• _Description of the task_
Return every one of the rows below verbatim, leaving out the pictures.

-------- Raw records --------

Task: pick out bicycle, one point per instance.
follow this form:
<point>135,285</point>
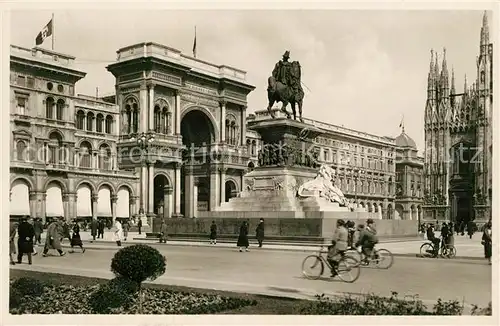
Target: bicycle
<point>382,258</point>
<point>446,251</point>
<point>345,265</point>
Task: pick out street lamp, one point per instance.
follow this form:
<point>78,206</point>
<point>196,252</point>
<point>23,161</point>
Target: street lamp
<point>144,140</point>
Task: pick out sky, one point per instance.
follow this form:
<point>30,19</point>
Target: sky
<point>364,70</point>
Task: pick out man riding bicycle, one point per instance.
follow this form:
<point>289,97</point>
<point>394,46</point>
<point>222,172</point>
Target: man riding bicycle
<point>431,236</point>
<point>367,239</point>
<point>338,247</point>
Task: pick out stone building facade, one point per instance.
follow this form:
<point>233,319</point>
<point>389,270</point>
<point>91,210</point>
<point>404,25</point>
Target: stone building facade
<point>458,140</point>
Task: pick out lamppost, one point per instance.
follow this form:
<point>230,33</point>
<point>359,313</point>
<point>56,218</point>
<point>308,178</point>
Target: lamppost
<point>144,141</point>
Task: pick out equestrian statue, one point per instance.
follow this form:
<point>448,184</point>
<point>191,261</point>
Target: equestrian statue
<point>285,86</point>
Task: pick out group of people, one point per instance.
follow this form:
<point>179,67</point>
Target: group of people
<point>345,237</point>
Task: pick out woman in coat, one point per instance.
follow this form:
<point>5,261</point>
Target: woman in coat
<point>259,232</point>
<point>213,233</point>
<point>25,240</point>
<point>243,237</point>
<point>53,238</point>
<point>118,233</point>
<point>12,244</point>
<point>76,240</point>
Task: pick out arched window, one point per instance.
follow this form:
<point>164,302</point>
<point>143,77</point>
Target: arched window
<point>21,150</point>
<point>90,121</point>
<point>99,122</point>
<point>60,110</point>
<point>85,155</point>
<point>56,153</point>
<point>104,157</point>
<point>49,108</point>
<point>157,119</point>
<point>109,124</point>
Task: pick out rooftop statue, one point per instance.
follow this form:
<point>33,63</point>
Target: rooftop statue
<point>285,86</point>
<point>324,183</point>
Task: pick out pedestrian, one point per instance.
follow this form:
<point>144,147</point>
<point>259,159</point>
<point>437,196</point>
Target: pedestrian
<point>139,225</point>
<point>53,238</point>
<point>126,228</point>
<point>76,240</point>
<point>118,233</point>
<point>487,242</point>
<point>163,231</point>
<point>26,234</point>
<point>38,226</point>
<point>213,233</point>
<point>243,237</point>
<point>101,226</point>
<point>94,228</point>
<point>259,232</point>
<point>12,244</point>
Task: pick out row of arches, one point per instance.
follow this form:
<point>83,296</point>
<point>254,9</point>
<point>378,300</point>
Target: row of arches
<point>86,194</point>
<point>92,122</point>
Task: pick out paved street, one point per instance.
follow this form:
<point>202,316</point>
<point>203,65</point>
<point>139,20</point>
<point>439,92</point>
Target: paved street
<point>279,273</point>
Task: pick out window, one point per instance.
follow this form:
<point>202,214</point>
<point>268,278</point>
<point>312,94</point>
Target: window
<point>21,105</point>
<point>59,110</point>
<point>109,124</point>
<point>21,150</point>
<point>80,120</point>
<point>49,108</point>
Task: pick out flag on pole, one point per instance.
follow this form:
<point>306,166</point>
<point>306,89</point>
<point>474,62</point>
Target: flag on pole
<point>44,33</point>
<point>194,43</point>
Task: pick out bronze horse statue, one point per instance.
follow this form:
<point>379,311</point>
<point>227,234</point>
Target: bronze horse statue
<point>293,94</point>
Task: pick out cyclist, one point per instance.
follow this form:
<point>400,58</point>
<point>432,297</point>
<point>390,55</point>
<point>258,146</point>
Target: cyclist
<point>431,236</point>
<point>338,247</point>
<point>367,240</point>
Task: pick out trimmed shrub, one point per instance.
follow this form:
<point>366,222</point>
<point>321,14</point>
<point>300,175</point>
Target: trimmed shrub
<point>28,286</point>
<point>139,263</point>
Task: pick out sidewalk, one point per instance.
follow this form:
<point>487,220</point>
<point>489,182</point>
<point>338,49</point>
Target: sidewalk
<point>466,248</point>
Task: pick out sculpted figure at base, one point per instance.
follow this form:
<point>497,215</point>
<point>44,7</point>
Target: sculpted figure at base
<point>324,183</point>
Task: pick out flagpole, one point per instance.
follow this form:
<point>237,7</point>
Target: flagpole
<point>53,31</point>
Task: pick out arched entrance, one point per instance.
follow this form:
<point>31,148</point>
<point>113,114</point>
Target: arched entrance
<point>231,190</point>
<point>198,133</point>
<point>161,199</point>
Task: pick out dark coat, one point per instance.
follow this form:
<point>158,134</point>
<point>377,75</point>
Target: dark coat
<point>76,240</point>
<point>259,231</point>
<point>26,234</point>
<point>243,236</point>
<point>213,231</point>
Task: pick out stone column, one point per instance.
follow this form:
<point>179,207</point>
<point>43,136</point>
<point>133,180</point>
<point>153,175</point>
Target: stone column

--------

• _Response to the task_
Task: pick out bicycle, one point per instance.
follow this form:
<point>135,285</point>
Target: bicycle
<point>382,258</point>
<point>446,251</point>
<point>345,265</point>
Task: pick out street lamp, one point per instance.
follow this form:
<point>78,206</point>
<point>196,252</point>
<point>23,161</point>
Target: street lamp
<point>144,140</point>
Task: pick out sky, one point per instance.
follow this form:
<point>30,19</point>
Target: sky
<point>364,70</point>
Task: pick out man riding bicycle, one point per instance.
follow this form:
<point>289,97</point>
<point>394,46</point>
<point>222,172</point>
Target: man riding bicycle
<point>431,236</point>
<point>367,239</point>
<point>338,247</point>
Task: pick out stone building facade, one point per instance.
follow this form:
<point>233,319</point>
<point>389,270</point>
<point>91,210</point>
<point>404,25</point>
Target: stone building facade
<point>458,140</point>
Task: pick out lamppost, one point per instance.
follow this form:
<point>230,33</point>
<point>359,313</point>
<point>56,218</point>
<point>308,178</point>
Target: lamppost
<point>144,141</point>
Task: pick out equestrian statue, one point per instance.
follow this form:
<point>448,184</point>
<point>191,261</point>
Target: equestrian statue
<point>285,86</point>
Task: pick out group of people, one point per instance.
follow this form:
<point>179,67</point>
Target: group of people
<point>345,237</point>
Task: pick out woman in coat, one point per instance.
follow this form:
<point>5,261</point>
Target: woman in coat
<point>259,232</point>
<point>213,233</point>
<point>25,240</point>
<point>243,237</point>
<point>53,238</point>
<point>118,233</point>
<point>12,244</point>
<point>76,240</point>
Task: pick out arched window, one point per instance.
follow this form:
<point>164,302</point>
<point>143,77</point>
Target: arched window
<point>21,150</point>
<point>90,121</point>
<point>99,122</point>
<point>60,110</point>
<point>85,155</point>
<point>56,153</point>
<point>104,157</point>
<point>49,108</point>
<point>157,119</point>
<point>109,124</point>
Task: pick out rooftop statue, one point per instance.
follow this form:
<point>33,63</point>
Target: rooftop statue
<point>285,86</point>
<point>324,183</point>
Task: pick out pedestrian, one point per instance.
follow this form:
<point>144,147</point>
<point>259,159</point>
<point>437,196</point>
Target: pedestrian
<point>139,225</point>
<point>53,238</point>
<point>126,228</point>
<point>76,240</point>
<point>118,233</point>
<point>487,242</point>
<point>163,231</point>
<point>26,234</point>
<point>38,226</point>
<point>213,233</point>
<point>243,237</point>
<point>101,226</point>
<point>94,228</point>
<point>259,232</point>
<point>12,244</point>
Task: pick out row of arches, one point per instance.
follow this form:
<point>83,296</point>
<point>254,9</point>
<point>378,300</point>
Target: row of arches
<point>86,194</point>
<point>92,122</point>
Task: pick out paved street, one point per instance.
follow this form:
<point>202,316</point>
<point>203,65</point>
<point>139,20</point>
<point>439,92</point>
Target: paved street
<point>279,273</point>
Task: pick out window, one point per instance.
follow this form:
<point>202,214</point>
<point>268,278</point>
<point>312,94</point>
Target: window
<point>21,105</point>
<point>59,110</point>
<point>109,124</point>
<point>21,150</point>
<point>80,120</point>
<point>49,108</point>
Task: pick out flag on pole, one point per instance.
follow this form:
<point>306,166</point>
<point>306,89</point>
<point>474,62</point>
Target: flag on pole
<point>44,33</point>
<point>194,43</point>
Task: pick out bronze horse statue, one point per instance.
follow this form:
<point>379,311</point>
<point>227,234</point>
Target: bronze horse statue
<point>293,94</point>
Task: pick out cyclist, one point per instance.
follow this form:
<point>400,58</point>
<point>432,297</point>
<point>390,55</point>
<point>258,146</point>
Target: cyclist
<point>431,236</point>
<point>338,247</point>
<point>367,240</point>
Task: pick out trimmed shrub, one point per instance.
follow this form:
<point>366,222</point>
<point>321,14</point>
<point>300,175</point>
Target: trimmed shrub
<point>28,286</point>
<point>139,263</point>
Task: pick out sidewalk, one point per instance.
follow this form:
<point>487,220</point>
<point>489,182</point>
<point>338,49</point>
Target: sidewalk
<point>466,248</point>
Task: pick out sculpted figure at base, one point per instance.
follow this form:
<point>497,215</point>
<point>44,7</point>
Target: sculpted figure at base
<point>324,183</point>
Task: pick out flagpole, one point per instance.
follow this form:
<point>237,7</point>
Target: flagpole
<point>53,31</point>
Task: pick out arched entrance, one point per instance.
follow this form:
<point>31,148</point>
<point>113,114</point>
Target: arched entrance
<point>231,190</point>
<point>198,133</point>
<point>161,199</point>
Task: pick out dark coat, one point per instance.
follow this form:
<point>158,134</point>
<point>377,75</point>
Target: dark coat
<point>76,240</point>
<point>259,231</point>
<point>26,234</point>
<point>243,236</point>
<point>213,231</point>
Task: pick out stone column, one point per instance.
follow this form:
<point>179,207</point>
<point>43,136</point>
<point>133,180</point>
<point>153,175</point>
Target: stone column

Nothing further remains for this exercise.